• EXCERTO DO DOCUMENTO:
§

“O amor não admite álibis: quem
pretende amar como Jesus amou, deve assumir o seu exemplo, sobretudo quando
somos chamados a amar os pobres.” Esta é uma das afirmações centrais da
mensagem do Papa Francisco para o I Dia Mundial dos Pobres, por ele instituído na
carta Misericordia et misera, com que assinalou o final do ano
da misericórdia, em Novembro de 2016.
(foto reproduzida daqui)
O texto é significativamente
datado de ontem, 13 de Junho, memória de Santo António, e o título – “Não amemos com
palavras, mas com obras” – é retirado da primeira carta de São João: “Meus
filhinhos, não amemos com palavras nem com a boca, mas com obras e com
verdade”. E, ao recordá-la, o Papa sugere que “a misericórdia, que brota por
assim dizer do coração da Trindade, pode chegar a pôr em movimento a nossa vida
e gerar compaixão e obras de misericórdia em prol dos irmãos e irmãs que se
encontram em necessidade”.
No documento, o Papa insiste no
“escândalo” da pobreza, pede uma “nova visão da vida e da sociedade”, diz que
os pobres “não são um problema” mas antes um recurso para “acolher e viver a
essência do Evangelho”, aponta sugestões concretas para viver o Dia Mundial e
apresenta o Pai Nosso como uma oração que implica “partilha, comparticipação e
responsabilidade comum”.

§

• DADOS FORNECIDOS:
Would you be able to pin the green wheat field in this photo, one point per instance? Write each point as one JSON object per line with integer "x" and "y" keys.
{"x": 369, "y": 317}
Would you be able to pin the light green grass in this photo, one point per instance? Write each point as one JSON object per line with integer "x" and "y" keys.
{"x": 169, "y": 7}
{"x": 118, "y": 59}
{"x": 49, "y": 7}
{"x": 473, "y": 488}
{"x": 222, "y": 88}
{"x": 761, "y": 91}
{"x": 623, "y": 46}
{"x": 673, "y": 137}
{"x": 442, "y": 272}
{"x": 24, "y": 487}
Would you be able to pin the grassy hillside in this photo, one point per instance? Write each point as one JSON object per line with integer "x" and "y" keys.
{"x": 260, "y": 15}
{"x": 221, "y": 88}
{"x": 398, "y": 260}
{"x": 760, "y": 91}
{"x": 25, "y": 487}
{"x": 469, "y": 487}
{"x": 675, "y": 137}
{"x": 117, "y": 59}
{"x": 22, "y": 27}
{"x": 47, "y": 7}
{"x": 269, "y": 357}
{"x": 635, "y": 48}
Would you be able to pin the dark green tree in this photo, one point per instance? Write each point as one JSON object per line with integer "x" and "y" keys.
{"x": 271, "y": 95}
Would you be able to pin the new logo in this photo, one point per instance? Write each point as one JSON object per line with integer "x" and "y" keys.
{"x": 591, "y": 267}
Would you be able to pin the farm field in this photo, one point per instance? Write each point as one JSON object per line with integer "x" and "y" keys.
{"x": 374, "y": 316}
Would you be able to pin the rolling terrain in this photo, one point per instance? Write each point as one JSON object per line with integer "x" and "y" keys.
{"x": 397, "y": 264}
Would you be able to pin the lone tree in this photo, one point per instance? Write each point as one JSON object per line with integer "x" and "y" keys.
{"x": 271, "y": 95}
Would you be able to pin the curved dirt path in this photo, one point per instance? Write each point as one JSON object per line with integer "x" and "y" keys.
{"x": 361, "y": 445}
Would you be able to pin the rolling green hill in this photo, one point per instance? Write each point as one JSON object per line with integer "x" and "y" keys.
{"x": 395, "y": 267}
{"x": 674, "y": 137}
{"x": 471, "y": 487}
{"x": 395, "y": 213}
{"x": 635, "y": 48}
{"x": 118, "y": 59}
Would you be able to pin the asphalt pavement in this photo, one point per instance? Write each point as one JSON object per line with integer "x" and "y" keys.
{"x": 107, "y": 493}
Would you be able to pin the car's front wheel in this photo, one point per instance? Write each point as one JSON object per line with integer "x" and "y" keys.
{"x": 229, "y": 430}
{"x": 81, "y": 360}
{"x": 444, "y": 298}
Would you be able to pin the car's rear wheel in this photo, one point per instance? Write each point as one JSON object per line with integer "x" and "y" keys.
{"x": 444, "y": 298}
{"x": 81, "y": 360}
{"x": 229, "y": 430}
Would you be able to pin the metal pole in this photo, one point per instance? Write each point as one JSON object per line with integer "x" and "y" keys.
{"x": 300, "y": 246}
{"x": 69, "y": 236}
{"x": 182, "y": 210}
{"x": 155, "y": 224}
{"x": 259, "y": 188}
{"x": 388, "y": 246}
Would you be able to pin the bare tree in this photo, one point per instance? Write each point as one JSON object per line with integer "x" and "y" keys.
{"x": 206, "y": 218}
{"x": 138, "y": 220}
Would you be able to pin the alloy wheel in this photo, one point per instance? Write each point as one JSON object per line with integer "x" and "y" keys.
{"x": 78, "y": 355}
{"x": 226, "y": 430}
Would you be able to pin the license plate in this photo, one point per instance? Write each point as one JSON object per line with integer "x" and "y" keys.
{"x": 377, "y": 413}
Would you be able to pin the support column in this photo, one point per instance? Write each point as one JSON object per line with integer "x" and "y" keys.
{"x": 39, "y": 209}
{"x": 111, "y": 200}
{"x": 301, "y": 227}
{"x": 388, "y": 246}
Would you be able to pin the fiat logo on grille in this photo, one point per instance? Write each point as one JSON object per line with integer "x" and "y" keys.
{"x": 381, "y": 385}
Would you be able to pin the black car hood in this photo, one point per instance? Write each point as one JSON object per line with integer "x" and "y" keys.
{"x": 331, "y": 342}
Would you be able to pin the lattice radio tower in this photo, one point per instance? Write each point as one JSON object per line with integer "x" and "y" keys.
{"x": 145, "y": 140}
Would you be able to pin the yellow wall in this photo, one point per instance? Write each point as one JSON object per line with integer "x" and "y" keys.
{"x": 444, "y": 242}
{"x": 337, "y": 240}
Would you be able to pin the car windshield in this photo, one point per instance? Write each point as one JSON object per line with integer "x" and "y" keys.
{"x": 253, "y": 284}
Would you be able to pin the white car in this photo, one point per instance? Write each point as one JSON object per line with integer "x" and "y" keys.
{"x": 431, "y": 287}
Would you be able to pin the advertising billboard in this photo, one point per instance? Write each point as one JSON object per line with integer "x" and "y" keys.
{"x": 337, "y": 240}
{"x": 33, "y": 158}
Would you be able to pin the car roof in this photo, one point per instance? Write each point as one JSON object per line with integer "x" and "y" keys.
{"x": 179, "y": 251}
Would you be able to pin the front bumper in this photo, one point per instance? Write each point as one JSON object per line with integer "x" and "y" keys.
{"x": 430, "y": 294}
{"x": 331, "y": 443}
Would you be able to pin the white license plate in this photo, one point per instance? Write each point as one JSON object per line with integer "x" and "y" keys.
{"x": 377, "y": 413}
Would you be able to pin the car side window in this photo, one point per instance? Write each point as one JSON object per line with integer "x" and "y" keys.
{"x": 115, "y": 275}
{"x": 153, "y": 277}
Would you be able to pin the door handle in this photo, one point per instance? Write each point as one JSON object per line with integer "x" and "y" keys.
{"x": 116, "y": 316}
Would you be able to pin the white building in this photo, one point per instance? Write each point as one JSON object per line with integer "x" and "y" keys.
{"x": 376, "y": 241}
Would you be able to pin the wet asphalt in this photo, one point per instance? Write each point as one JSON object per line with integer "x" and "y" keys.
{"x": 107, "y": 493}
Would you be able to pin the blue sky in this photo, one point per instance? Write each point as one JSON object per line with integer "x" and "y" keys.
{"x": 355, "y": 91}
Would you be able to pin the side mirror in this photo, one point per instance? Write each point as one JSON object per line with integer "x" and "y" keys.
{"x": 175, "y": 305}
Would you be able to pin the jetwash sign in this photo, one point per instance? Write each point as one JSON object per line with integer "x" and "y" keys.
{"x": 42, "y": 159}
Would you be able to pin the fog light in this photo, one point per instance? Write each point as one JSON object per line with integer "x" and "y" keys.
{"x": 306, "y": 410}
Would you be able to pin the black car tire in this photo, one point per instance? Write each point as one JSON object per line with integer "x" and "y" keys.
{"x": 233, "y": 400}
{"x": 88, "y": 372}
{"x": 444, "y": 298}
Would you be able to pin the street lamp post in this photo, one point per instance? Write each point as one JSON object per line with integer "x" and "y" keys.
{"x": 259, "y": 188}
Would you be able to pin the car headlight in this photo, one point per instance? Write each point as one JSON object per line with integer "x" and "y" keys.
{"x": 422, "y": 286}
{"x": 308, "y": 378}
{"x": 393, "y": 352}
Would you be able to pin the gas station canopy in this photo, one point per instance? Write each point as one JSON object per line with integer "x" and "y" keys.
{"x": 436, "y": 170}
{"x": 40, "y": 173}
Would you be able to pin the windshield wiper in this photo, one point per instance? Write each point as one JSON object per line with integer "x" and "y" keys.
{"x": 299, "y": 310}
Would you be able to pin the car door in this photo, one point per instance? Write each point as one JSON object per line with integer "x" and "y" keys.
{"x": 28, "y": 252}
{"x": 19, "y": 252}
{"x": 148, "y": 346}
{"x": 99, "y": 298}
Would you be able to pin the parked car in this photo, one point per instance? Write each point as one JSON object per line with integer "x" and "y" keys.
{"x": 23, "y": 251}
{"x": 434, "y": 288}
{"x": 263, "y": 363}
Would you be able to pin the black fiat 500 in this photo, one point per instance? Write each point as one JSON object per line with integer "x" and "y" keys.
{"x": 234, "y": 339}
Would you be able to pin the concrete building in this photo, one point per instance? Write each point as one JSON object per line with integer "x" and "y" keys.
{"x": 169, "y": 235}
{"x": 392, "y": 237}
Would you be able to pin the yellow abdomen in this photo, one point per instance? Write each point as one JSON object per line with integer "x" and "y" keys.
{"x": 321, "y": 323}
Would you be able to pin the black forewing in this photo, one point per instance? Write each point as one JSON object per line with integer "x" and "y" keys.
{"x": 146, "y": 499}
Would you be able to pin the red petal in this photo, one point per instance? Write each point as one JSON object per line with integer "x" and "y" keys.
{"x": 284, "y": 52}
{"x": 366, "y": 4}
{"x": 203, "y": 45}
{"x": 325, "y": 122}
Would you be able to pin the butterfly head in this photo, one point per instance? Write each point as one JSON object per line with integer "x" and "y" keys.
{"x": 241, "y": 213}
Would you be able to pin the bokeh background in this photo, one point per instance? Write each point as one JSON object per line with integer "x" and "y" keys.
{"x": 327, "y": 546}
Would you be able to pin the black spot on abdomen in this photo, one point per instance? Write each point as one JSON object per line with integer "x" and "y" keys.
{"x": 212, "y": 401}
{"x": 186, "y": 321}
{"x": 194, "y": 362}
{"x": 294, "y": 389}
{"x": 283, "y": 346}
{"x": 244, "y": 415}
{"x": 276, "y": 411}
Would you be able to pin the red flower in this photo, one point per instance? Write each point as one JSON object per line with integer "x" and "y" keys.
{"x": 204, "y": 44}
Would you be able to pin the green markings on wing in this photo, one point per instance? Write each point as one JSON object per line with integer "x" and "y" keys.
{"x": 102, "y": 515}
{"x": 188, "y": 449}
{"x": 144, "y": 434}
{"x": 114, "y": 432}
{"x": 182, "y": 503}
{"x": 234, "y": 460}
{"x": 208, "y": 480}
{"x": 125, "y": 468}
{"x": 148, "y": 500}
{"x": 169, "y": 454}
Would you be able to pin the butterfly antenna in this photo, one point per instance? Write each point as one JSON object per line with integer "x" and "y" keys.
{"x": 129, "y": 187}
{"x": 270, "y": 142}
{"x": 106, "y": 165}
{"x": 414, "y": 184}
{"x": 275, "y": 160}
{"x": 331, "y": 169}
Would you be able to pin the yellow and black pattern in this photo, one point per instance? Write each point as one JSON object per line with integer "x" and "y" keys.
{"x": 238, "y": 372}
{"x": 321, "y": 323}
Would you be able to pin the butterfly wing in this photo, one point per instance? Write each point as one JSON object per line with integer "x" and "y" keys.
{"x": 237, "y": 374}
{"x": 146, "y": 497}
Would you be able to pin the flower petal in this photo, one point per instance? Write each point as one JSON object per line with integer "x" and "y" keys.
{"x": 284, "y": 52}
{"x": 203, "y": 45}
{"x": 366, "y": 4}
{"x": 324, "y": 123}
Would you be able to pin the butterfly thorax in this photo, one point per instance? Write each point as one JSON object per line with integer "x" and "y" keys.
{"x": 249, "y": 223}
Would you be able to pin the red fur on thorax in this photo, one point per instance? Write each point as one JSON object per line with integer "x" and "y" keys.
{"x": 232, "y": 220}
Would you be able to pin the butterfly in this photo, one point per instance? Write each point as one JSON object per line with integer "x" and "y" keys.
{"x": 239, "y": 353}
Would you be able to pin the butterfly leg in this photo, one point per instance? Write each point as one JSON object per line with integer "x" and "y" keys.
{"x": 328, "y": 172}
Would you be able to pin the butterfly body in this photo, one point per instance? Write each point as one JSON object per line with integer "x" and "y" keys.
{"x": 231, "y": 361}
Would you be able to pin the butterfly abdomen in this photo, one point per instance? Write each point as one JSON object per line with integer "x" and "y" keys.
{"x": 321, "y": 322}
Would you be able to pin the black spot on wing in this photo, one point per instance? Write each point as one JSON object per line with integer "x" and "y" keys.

§

• TAREFA 1:
Responda às perguntas seguintes com base no excerto.
(a) Em que carta do Papa Francisco foi instituído o Dia Mundial dos Pobres?
(b) Em que data está datado o texto da mensagem?
(c) De onde foi retirado o título "Não amemos com palavras, mas com obras"?
• TAREFA 2: Enumere tudo o que, segundo o parágrafo que começa por "No documento, o Papa insiste", o Papa faz nesse documento.

• RESPOSTA CORRETA 1:
(a) Na carta Misericordia et misera.
(b) A 13 de Junho, memória de Santo António.
(c) Da primeira carta de São João.

• RESPOSTA CORRETA 2:
- Insiste no "escândalo" da pobreza.
- Pede uma "nova visão da vida e da sociedade".
- Diz que os pobres "não são um problema" mas antes um recurso para "acolher e viver a essência do Evangelho".
- Aponta sugestões concretas para viver o Dia Mundial.
- Apresenta o Pai Nosso como uma oração que implica "partilha, comparticipação e responsabilidade comum".